======== The input

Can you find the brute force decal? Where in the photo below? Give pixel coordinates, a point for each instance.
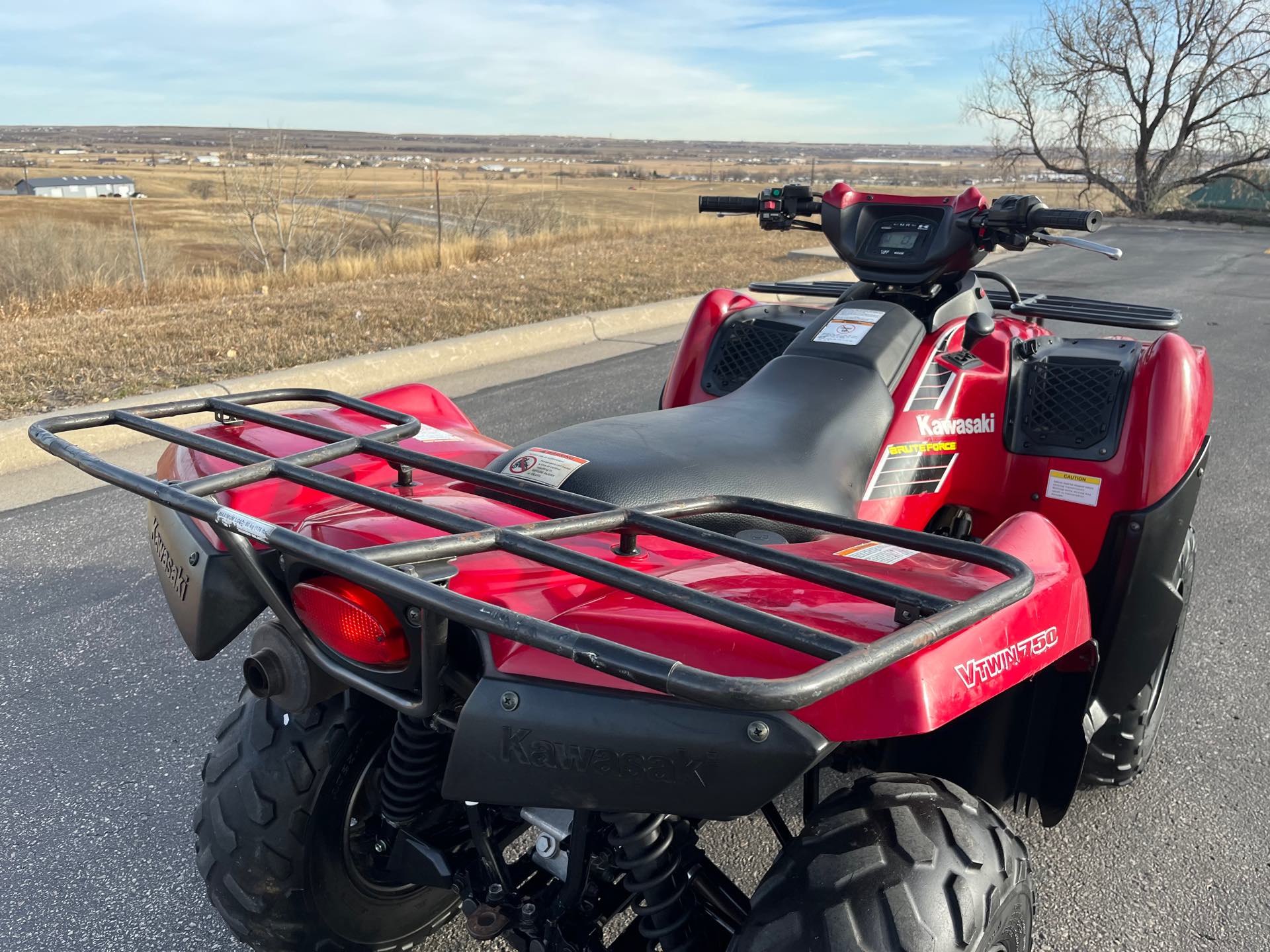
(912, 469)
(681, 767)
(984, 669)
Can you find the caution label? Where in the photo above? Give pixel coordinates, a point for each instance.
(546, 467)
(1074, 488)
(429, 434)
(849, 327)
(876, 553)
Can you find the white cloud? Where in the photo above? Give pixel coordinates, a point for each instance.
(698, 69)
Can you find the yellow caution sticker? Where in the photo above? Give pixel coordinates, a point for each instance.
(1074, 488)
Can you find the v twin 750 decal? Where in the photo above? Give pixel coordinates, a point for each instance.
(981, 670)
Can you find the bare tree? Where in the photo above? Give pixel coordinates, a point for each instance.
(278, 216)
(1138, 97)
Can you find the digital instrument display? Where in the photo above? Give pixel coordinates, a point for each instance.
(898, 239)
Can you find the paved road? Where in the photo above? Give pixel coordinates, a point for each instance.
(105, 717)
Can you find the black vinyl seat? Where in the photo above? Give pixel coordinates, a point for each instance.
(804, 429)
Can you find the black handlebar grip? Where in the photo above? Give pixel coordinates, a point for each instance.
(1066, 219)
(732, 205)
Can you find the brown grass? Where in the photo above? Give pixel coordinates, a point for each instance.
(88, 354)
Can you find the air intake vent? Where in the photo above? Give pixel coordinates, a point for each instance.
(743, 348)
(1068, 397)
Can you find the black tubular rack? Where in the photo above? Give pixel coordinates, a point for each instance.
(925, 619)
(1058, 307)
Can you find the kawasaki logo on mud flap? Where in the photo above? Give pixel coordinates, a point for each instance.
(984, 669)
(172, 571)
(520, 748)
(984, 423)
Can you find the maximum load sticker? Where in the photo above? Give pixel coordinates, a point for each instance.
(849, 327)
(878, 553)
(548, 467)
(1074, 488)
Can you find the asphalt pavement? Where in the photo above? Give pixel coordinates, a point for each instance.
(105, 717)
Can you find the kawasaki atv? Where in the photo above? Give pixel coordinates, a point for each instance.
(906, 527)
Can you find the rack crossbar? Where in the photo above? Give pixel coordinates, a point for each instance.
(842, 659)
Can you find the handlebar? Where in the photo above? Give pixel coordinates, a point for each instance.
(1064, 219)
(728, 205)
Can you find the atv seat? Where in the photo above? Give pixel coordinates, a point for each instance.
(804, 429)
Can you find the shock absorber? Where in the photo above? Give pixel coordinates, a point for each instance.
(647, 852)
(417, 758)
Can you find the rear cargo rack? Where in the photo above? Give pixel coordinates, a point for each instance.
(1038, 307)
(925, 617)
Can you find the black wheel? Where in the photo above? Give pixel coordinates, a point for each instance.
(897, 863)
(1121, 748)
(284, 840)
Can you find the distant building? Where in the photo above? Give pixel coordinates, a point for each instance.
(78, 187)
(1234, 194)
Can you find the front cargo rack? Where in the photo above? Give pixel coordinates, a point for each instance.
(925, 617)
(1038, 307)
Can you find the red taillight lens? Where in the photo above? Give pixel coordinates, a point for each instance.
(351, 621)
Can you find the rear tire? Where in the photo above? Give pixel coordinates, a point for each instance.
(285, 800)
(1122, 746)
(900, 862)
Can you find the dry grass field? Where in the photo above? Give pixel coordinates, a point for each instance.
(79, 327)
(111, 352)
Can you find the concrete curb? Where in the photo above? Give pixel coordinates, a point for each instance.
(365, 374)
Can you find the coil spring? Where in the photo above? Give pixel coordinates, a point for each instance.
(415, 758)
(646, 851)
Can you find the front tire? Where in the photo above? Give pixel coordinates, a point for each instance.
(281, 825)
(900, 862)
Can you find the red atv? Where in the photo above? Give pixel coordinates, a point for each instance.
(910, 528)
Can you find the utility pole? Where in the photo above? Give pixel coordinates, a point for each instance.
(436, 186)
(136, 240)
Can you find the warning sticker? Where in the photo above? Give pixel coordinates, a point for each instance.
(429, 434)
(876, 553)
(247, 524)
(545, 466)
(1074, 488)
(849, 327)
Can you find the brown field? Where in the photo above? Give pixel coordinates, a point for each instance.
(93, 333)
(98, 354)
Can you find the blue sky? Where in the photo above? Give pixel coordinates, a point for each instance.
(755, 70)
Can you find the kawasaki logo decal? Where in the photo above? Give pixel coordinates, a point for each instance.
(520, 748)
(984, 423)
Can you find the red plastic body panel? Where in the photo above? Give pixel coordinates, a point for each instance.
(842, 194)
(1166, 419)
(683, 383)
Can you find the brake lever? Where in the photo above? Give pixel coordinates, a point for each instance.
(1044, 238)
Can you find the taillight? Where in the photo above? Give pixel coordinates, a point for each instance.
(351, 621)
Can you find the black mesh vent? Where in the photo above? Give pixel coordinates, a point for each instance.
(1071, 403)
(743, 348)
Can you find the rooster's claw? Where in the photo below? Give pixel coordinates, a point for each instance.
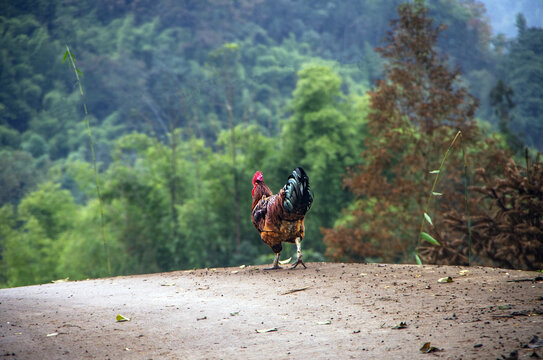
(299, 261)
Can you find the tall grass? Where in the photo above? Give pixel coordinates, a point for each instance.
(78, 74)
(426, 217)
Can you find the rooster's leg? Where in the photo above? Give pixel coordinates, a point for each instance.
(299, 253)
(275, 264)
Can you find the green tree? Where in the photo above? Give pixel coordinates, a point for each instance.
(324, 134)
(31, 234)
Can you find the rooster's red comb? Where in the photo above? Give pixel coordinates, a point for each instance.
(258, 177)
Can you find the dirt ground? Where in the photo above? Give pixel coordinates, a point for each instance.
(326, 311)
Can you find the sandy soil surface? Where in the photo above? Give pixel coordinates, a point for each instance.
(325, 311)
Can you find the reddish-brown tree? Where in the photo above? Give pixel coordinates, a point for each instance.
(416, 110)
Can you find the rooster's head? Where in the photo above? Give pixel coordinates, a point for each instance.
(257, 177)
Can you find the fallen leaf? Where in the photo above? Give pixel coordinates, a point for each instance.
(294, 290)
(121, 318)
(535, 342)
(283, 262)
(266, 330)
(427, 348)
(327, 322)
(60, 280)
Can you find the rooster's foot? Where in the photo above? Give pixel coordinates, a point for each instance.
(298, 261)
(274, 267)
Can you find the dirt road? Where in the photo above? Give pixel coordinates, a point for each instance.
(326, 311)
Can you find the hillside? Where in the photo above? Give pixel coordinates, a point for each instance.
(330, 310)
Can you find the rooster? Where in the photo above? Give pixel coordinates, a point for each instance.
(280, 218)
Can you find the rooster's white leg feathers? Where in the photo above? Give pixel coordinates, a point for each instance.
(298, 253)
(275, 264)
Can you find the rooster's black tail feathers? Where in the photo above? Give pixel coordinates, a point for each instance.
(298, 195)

================
======== The input

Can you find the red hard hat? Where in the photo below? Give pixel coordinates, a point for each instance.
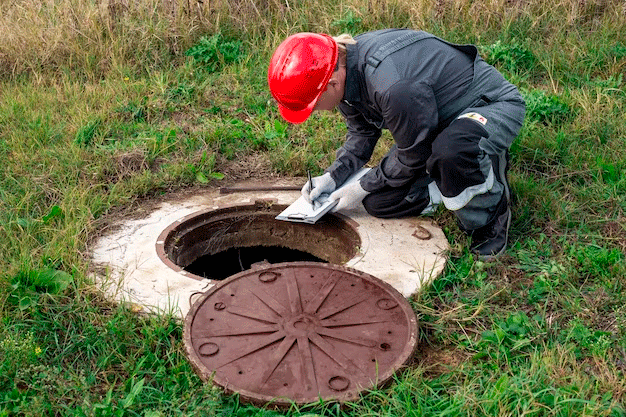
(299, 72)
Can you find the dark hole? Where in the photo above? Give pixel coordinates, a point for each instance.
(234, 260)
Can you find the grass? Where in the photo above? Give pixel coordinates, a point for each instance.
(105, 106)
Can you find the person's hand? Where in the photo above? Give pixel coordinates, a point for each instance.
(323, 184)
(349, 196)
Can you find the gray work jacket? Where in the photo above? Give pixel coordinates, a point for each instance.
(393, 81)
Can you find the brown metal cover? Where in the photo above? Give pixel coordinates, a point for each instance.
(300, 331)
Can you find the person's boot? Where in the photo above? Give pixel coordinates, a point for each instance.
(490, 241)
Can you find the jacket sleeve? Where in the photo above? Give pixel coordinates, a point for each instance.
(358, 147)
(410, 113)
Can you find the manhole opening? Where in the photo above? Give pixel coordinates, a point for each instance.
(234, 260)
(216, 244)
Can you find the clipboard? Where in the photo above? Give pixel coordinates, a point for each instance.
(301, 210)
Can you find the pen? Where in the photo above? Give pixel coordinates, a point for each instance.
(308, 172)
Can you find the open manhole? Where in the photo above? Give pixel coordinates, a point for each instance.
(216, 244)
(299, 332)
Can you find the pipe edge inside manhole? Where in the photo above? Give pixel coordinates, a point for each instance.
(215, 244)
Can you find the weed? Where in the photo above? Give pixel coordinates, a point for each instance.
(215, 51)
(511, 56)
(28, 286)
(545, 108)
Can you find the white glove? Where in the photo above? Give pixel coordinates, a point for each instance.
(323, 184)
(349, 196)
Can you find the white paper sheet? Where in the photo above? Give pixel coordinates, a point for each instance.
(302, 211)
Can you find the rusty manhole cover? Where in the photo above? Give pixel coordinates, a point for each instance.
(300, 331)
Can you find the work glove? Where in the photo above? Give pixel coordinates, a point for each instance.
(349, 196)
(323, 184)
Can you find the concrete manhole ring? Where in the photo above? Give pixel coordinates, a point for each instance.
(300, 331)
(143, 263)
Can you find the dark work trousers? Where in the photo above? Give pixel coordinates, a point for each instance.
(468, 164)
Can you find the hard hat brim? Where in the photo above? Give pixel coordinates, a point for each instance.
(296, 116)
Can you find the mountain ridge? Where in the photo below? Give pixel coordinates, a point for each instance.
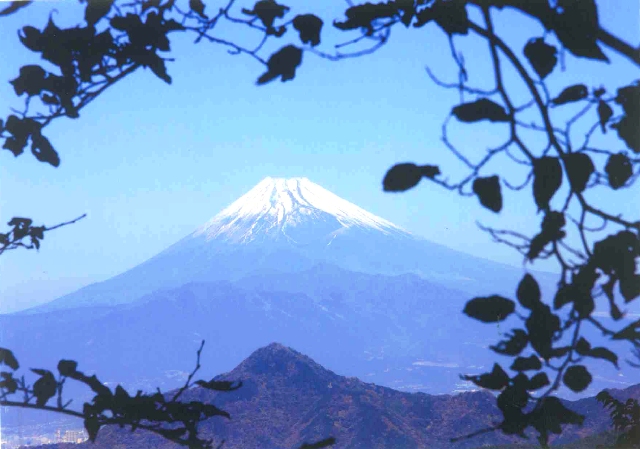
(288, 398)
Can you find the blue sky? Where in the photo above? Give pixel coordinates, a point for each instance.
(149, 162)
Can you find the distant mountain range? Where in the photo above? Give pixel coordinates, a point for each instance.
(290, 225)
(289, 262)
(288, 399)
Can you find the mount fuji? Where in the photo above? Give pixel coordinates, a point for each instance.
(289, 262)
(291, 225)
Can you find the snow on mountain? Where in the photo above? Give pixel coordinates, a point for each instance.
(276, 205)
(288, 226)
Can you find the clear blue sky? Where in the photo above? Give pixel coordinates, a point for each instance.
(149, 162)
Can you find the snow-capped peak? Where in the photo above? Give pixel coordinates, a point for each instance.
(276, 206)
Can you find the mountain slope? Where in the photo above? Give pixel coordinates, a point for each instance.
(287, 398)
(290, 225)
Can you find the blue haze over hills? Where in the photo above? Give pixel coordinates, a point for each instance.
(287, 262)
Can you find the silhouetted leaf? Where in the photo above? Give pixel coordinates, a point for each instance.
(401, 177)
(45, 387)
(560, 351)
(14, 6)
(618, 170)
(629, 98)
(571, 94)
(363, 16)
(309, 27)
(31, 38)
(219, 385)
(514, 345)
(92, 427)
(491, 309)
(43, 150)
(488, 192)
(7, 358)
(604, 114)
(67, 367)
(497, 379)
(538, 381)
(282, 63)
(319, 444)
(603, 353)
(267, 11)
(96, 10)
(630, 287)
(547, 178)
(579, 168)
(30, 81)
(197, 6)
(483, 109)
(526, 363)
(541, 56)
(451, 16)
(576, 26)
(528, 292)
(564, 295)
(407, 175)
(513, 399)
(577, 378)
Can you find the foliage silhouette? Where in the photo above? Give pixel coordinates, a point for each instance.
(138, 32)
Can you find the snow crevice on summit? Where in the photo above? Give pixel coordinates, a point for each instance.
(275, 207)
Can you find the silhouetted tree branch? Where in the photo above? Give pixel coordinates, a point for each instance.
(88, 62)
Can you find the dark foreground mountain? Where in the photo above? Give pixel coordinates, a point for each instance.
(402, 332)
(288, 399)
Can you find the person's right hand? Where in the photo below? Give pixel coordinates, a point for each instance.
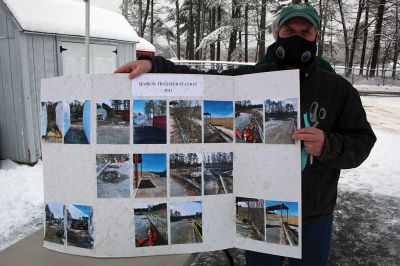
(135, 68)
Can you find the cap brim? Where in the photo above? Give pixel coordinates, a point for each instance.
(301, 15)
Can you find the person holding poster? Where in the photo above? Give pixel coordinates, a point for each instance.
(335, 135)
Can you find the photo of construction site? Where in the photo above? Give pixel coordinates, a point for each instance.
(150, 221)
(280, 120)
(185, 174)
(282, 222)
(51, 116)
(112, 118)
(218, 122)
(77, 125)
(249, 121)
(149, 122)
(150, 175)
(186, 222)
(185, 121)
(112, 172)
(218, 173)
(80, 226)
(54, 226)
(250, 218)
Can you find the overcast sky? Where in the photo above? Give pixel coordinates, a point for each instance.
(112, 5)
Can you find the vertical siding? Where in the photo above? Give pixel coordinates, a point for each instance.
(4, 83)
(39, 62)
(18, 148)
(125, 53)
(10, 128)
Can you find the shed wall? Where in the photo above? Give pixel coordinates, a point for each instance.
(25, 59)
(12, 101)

================
======== The input

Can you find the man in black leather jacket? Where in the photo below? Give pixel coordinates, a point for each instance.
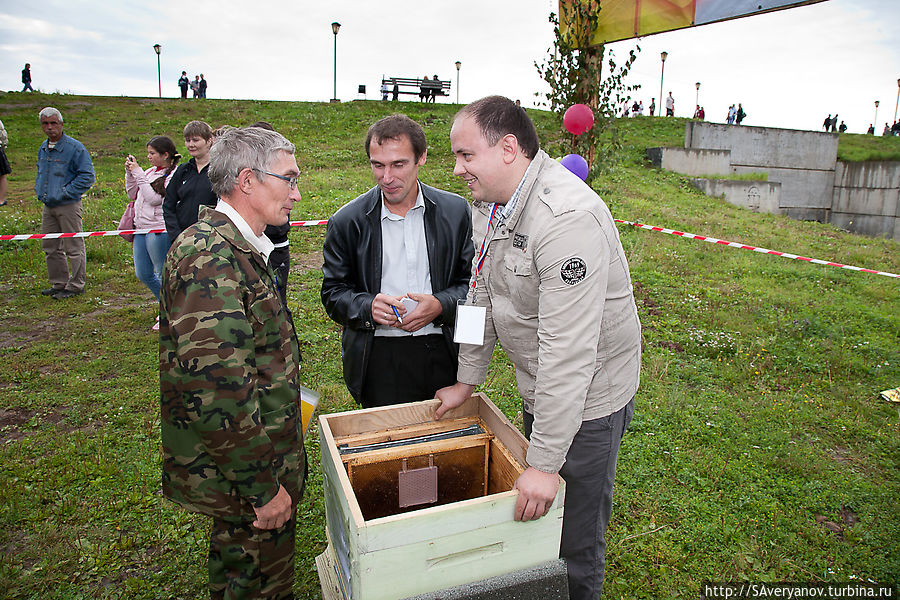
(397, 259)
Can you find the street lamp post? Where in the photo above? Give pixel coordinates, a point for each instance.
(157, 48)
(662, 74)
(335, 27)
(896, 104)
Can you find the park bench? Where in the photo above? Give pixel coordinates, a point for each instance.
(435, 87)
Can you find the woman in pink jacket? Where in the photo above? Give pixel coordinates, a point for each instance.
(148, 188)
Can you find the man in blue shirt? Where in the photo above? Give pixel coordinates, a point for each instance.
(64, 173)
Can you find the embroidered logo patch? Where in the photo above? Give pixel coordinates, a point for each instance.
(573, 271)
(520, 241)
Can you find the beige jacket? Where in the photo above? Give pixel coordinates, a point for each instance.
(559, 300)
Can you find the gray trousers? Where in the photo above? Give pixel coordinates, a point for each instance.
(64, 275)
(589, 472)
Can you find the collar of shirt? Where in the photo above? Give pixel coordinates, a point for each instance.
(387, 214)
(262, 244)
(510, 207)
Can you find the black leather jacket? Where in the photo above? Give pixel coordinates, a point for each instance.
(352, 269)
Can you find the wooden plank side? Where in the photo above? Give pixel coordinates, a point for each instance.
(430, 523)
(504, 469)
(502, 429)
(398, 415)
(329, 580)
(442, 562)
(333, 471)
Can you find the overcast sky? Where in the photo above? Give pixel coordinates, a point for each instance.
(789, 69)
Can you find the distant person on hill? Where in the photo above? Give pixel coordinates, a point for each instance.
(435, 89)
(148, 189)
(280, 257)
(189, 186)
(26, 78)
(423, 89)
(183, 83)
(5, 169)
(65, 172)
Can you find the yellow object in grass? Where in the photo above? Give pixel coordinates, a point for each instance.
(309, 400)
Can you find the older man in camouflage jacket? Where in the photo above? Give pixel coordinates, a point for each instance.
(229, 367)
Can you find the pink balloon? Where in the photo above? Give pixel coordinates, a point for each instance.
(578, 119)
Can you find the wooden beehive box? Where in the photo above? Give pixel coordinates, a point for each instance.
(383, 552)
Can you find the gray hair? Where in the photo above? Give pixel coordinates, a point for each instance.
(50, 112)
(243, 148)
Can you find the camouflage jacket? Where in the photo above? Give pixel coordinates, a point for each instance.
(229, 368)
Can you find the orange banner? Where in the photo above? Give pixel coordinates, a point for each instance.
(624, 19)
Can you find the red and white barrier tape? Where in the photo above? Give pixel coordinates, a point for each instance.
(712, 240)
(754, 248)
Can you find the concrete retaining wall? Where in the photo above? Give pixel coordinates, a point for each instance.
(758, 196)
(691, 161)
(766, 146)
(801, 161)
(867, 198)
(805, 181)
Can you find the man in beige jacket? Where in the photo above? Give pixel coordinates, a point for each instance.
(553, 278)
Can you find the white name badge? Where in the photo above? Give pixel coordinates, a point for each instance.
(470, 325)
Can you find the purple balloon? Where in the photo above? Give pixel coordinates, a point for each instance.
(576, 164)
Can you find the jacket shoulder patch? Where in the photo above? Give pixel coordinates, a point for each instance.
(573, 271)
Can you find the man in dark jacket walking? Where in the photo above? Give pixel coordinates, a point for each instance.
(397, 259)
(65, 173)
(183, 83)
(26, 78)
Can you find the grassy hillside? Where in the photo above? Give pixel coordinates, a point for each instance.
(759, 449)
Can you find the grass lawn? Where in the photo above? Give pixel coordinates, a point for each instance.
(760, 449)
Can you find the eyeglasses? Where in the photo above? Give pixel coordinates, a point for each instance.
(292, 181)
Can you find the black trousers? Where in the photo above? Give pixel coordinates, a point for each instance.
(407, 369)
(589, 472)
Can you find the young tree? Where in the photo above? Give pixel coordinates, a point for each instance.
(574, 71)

================

> Work to be completed
Write out word for word the entries from the line containing "Can you find the brown grass?" through the line containing "(1234, 194)", including both of those lines and nothing else.

> Expected answer
Can you find the brown grass? Where in the photo above? Give pixel coordinates, a point for each instance.
(88, 354)
Can you find the air intake vent? Where in the photo above? Give pixel coordinates, a point for each instance.
(743, 348)
(1068, 397)
Can you find the black tubular rack? Where in the photo above? Give pixel coordinates, a point for each instance.
(925, 619)
(1058, 307)
Can you find the kawasaki logo on mud flap? Where in the photo above? Give pixel coordinates, a point for each instance.
(984, 669)
(172, 571)
(520, 748)
(984, 423)
Can you find the maximum load sticker? Where in the photo above? Give pixel coordinates, a point for each instance.
(849, 327)
(878, 553)
(548, 467)
(1074, 488)
Can you find the asphalt pavement? Where in the photo above? Give pixel coordinates, a point for each instance.
(105, 717)
Can you find the kawasaki atv? Where in the photo above? Give pixel coordinates, a point for each instance.
(906, 527)
Can you find the rack crossbar? Where in the photo above? Give pixel coordinates, a point for each instance.
(842, 659)
Can you find the handlebar? Where in the photo above? Give pixel coordinates, a point for each instance.
(1064, 219)
(728, 205)
Can you find the atv seat? Where in the photo above? Give pixel coordinates, a point for each instance.
(804, 429)
Can you find the shock absorber? Where in the photo above? Give pixel coordinates, a point for each instance.
(647, 852)
(417, 758)
Can you find the rear cargo rack? Where in the photo above? Give pixel coordinates, a point for each instance.
(1038, 307)
(925, 617)
Can you find the black wheel? Where in the photo above? Give pixel coordinates, a point for each instance.
(897, 863)
(1121, 748)
(284, 840)
Can you find the distant building? Where in the photo above? Give pixel coordinates, a point for each instance.
(78, 187)
(1234, 194)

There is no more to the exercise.